#### Fragmento para leer

%%

Es difícil escribir de Palestina y de los palestinos: para algunos la primera no existe y los segundos son terroristas, para otros se trata solo de una tierra en disputa, desgarrada por un conflicto que dura más de medio siglo y en el que se enfrentan dos civilizaciones muy distintas. Es difícil escribir de Palestina y de los palestinos porque la primera ha sido desmantelada en 1948 y después ocupada en 1967, mientras los segundos han sido heridos y torturados durante décadas, encarcelados en celdas de aislamiento (la franja de Gaza y Cisjordania) en lucha entre ellos por el control político. Entre los palestinos hay hombres, mujeres y niños que han dejado su tierra porque las condiciones de vida se habían hecho insoportables: los más afortunados emigraron a Jordania, donde han obtenido ciudadanía e igualdad de derechos, mientras muchísimos otros han huido a los campos de refugiados de Siria o Líbano, donde han sido masacrados y todavía son constreñidos a vivir al margen de la sociedad en condiciones inhumanas. Poco mejor ha sido la suerte de quienes han tomado el camino que conduce a los centros de permanencia temporal del mundo occidental.

Entre los palestinos hay hombres, mujeres y niños que desde antes de 1948 hasta nuestros días han sido y son todavía obligados a dejar las tierras confiscadas del Área C (completo control civil y militar israelí) y emigrar a las cada vez más restringidas zonas del Área A (administración civil palestina) y del Área B (administración civil palestina y control militar israelí). Y así, en la periferia de Belén, Nablús, Ramala, Hebrón y otras ciudades se han creado campos de refugiados de Cisjordania, que con los años han crecido en vertical –chabola sobre chabola– y han llegado a alojar a más de 25.000 personas por kilómetro cuadrado.

%%

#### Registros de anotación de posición
%%

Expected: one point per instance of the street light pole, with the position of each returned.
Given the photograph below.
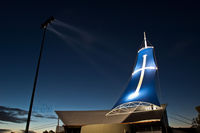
(43, 26)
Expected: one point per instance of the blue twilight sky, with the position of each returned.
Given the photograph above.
(88, 67)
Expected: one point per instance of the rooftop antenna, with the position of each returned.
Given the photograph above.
(145, 40)
(44, 27)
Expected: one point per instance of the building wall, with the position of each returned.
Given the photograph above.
(107, 128)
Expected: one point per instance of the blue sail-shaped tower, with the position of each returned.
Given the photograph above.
(140, 94)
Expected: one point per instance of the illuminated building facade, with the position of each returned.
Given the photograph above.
(138, 109)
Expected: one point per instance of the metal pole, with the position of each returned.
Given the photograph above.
(44, 26)
(35, 82)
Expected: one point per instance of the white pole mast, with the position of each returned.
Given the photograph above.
(145, 40)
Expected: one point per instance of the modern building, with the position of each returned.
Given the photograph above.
(137, 110)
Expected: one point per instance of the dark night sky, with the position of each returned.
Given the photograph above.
(92, 74)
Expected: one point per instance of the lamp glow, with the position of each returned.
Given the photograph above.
(133, 95)
(142, 69)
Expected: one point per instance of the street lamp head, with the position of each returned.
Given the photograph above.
(48, 21)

%%

#### Acciones requeridas
**1)** Según el texto sobre Palestina, ¿a qué país emigraron los palestinos más afortunados?
**2)** Prosigue el texto sobre Palestina a partir de su última oración.

#### Resultados por tarea
**1)** A Jordania.

**2)**
Los palestinos se dividen en categorías sociales y grupos étnicos: están, por ejemplo, las comunidades beduinas que en tiempos llevaban vida nómada en el valle del Jordán y a las que las autoridades israelíes han recluido ahora en pequeños guetos junto al ganado; están las clases acomodadas que trabajan en la exportación de materiales o que tienen parientes emigrados en Estados Unidos; están las pocas familias que constituyen la Autoridad Nacional Palestina y que planifican sus propios intereses junto al Estado de Israel; están los muchísimos padres de familia que trabajan en los asentamientos israelíes o en Israel, forzados a levantarse a las tres de la madrugada y a esperar horas y horas de cola antes de atravesar el puesto de control y presentarse a la hora en el lugar de trabajo; están las comunidades de pastores y campesinos que viven en aldeas rodeadas de asentamientos de colonos israelíes, en condiciones de precariedad material y de constante inseguridad: los militares pueden presentarse de un momento a otro y confiscar más tierras, o pueden incluso ordenar la demolición de las casas y la detención de hombres y niños.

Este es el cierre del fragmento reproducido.